[Written exercise]: In the items below, change "place a single dot" to "mark one point" and rewrite every item with nothing else altered. Leave the pictures out of your answer.

--- begin The input ---

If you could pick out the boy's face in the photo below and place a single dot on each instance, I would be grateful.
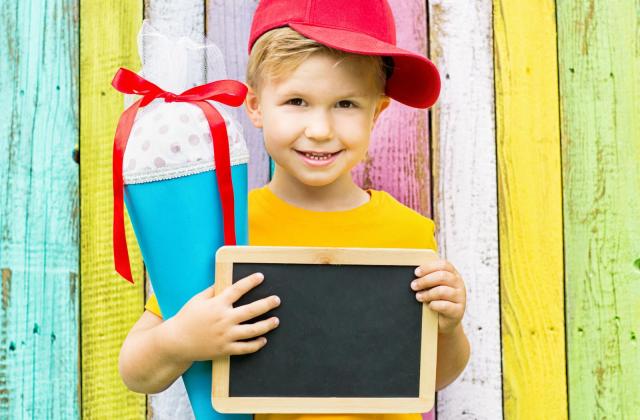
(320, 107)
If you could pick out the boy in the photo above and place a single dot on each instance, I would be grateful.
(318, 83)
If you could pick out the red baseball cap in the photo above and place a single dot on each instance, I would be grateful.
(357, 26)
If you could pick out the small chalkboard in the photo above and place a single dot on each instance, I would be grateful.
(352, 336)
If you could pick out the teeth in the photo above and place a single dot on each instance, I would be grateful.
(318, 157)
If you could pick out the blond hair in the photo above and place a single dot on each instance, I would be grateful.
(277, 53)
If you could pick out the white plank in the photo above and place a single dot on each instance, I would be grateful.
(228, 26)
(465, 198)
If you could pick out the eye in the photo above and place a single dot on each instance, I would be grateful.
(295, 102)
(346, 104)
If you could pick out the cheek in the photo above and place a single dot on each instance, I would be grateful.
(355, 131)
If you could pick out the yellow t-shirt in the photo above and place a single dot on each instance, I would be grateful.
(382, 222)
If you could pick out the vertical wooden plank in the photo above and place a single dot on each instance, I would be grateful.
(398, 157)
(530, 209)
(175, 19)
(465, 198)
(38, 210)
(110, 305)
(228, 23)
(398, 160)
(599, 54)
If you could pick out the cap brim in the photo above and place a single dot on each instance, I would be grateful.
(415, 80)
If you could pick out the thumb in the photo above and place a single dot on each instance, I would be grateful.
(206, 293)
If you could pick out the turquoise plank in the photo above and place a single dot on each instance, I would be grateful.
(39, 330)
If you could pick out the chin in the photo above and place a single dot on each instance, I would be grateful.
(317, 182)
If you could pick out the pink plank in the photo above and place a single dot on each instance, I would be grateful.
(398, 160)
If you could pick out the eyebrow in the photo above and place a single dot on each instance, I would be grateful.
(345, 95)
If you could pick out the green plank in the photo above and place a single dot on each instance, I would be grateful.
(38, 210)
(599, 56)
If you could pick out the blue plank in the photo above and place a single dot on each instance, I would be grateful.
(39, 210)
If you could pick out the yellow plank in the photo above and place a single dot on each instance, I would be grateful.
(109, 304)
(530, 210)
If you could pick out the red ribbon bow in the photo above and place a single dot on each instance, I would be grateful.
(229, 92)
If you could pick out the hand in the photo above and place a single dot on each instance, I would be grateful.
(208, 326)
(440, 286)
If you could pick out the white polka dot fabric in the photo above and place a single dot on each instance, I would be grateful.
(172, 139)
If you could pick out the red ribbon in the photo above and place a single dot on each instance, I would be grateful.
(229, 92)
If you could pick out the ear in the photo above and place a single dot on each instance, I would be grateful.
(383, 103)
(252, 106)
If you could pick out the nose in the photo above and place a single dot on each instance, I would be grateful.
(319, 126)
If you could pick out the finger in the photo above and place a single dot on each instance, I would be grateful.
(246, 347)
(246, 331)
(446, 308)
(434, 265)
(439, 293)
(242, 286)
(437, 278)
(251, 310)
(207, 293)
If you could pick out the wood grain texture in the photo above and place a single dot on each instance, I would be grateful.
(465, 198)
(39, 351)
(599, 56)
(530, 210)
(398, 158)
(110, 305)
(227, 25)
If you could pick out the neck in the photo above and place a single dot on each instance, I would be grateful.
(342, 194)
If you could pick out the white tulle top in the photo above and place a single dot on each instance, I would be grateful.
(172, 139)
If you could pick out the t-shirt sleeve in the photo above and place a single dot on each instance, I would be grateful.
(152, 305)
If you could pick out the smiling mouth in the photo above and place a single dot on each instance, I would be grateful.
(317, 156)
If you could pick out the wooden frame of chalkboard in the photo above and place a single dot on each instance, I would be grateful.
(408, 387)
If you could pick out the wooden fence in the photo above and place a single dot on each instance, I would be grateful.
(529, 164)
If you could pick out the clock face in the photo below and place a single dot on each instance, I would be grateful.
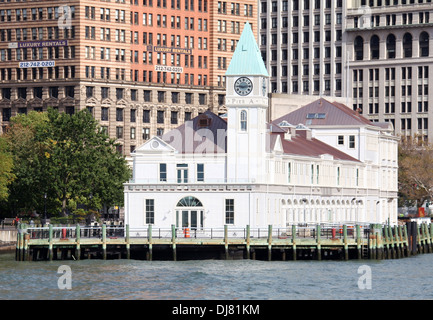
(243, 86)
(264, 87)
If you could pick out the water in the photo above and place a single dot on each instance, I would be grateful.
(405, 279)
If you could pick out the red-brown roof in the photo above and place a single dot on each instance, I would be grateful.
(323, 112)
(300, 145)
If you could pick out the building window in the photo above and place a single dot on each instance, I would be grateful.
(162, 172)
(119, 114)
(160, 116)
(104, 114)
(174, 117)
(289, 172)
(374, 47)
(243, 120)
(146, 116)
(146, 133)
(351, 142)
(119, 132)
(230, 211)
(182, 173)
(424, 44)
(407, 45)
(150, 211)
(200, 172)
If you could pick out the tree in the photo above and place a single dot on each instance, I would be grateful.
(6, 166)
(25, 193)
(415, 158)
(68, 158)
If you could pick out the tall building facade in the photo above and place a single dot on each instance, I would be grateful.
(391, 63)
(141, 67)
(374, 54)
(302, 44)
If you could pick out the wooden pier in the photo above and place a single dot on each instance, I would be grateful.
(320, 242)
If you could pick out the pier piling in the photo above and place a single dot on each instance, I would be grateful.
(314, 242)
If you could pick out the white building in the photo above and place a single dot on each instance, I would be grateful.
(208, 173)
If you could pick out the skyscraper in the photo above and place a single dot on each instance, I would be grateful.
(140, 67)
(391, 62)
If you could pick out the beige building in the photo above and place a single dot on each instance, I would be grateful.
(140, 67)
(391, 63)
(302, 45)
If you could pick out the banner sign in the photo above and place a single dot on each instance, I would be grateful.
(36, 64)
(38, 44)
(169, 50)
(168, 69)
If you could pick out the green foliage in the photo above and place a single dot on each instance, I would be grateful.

--- end The input ---

[Answer to this problem]:
If you could pick out the boy's face in the photo below and mark one point on each instance, I would be grateful.
(320, 107)
If you could pick out the boy in the photo above and mark one point on each instance, I would be grateful.
(318, 83)
If you could pick out the red baseball cap in the photo above and mark one point on each instance, I would be grateful.
(357, 26)
If you could pick out the small chalkboard in the photo above and mark one point on each instance, I would be grateful.
(352, 336)
If you could pick out the teeth in the photo above and mark one point on each instance, I would be grateful.
(318, 157)
If you could pick out the blond hair in the photo above and mark one point on each instance, I would be grateful.
(277, 53)
If you could pick out the white plank in the photo above and mark one point on each instance, I would be grateful.
(228, 26)
(465, 198)
If you could pick out the eye in the photo above and mark one point on each instance, I would be grateful.
(295, 102)
(346, 104)
If you could pick out the cheek in the photo above and mark one point on each instance, I would be grateful.
(355, 131)
If you could pick out the yellow t-shirt in the photo above and mark one point on each instance, I would be grateful.
(382, 222)
If you could pick out the vertical wooden plank in the photo above and mark one point on each instance, I would be grateful.
(398, 157)
(530, 209)
(175, 19)
(465, 198)
(38, 210)
(110, 305)
(228, 23)
(398, 160)
(599, 54)
If you could pick out the cap brim in the photo above and mark one point on each instance, I would be grateful.
(415, 80)
If you could pick out the thumb in the photo above and mark one point on each instance, I would be grateful.
(206, 293)
If you could pick out the turquoise plank in the photo above and mark one point on each instance, I would be grateful.
(39, 330)
If you could pick out the chin in the photo above and mark one point on each instance, I would be grateful.
(317, 182)
If you could pick out the pink plank in the photo above and mark one point on each instance, I would be grateful.
(398, 160)
If you could pick out the eyebrow in the photo above and mark one point on each instance, I would be grateful.
(345, 95)
If you could pick out the green plank in the photo above and mark one point on each instance, I would be grateful.
(38, 210)
(599, 56)
If you could pick out the blue plank in the photo above and mark one point on each instance, I would be grateful.
(39, 210)
If you could pick out the yellow plank in the photo above and mark one point on each instance, I would be grateful.
(109, 304)
(530, 210)
If you could pick out the red ribbon bow in the photo above and mark one point on each instance, I would be grateful.
(229, 92)
If you could pick out the hand in the photo above and mark one point on each instance, I would be grateful.
(208, 326)
(440, 286)
If you could pick out the white polka dot fabric in the photo above and mark one point on each instance, I would be grateful.
(172, 139)
If you could pick out the red ribbon in the photo above and mark one point on each instance, I would be grateful.
(229, 92)
If you could pick out the ear in the photo above and mark one point on each instance, I would be grateful.
(383, 103)
(252, 106)
If you could pick out the nose in the photo above and mark one point on each instance, I would be grateful.
(319, 126)
If you could pick out the finger in the photo above and mark one point on each instance, I would be grateful.
(246, 347)
(246, 331)
(446, 308)
(434, 265)
(439, 293)
(242, 286)
(437, 278)
(251, 310)
(207, 293)
If you could pick out the wood grain texture in the photo above and mark one point on each instance, I would be grateful.
(465, 198)
(39, 351)
(599, 56)
(530, 210)
(398, 158)
(110, 305)
(227, 25)
If you could pick out the neck in the photo above and mark one point on each instance, I would be grateful.
(342, 194)
If you could pick out the white tulle top in the photo above and mark one point on each instance, I would be grateful.
(172, 139)
If you could pick out the t-shirt sleeve in the photo above and mark one point on each instance, I would be grateful.
(152, 305)
If you could pick out the smiling mouth in the photo above and mark one point on each instance, I would be grateful.
(317, 156)
If you could pick out the wooden frame of chalkboard in the photo above and mark one point on each instance, I would be grateful.
(408, 387)
If you could pick out the wooden fence in the photo above and mark one point on each instance, I would be grateful.
(529, 164)
If you could pick out the clock face in the photo below and mark one point on each instance, I would be grateful.
(243, 86)
(264, 87)
If you could pick out the water in the photo above and mark one point on each instance, I would be grateful.
(405, 279)
If you could pick out the red-brown roof in the photo above and mark one point on each instance, I would be grateful.
(323, 112)
(300, 145)
If you could pick out the building window in the photo above and mark one point on each instance, I would be grateful.
(162, 172)
(119, 114)
(160, 116)
(104, 114)
(174, 117)
(289, 172)
(374, 47)
(243, 120)
(146, 116)
(146, 133)
(351, 142)
(119, 132)
(230, 211)
(182, 173)
(424, 44)
(407, 45)
(150, 211)
(200, 172)
If you could pick out the tree in the photo above and mark one point on each instance, I would be grateful.
(6, 166)
(25, 193)
(415, 158)
(68, 158)
If you could pick out the tall building facade in the photo above and mark one point on each instance, I would be grateful.
(391, 63)
(141, 67)
(374, 54)
(302, 44)
If you could pick out the wooden pier in the photo above and mark one point on each instance, I would be grateful.
(320, 242)
If you could pick out the pier piling in the photo above and mark one point on each instance, I would be grateful.
(314, 242)
If you could pick out the white building in the photo above and mark one point on each instance, I would be grateful.
(208, 173)
If you could pick out the skyscraper in the photo above and mark one point on each instance, I would be grateful.
(140, 67)
(391, 62)
If you could pick out the beige building in the photo above and mark one point on each instance, I would be grateful.
(140, 67)
(391, 63)
(302, 45)
If you could pick out the banner sign in the photo above and mark one point on each instance, I would be grateful.
(36, 64)
(38, 44)
(169, 50)
(168, 69)
If you could pick out the green foliage in the photo above and mark one point on each instance, I would be grateful.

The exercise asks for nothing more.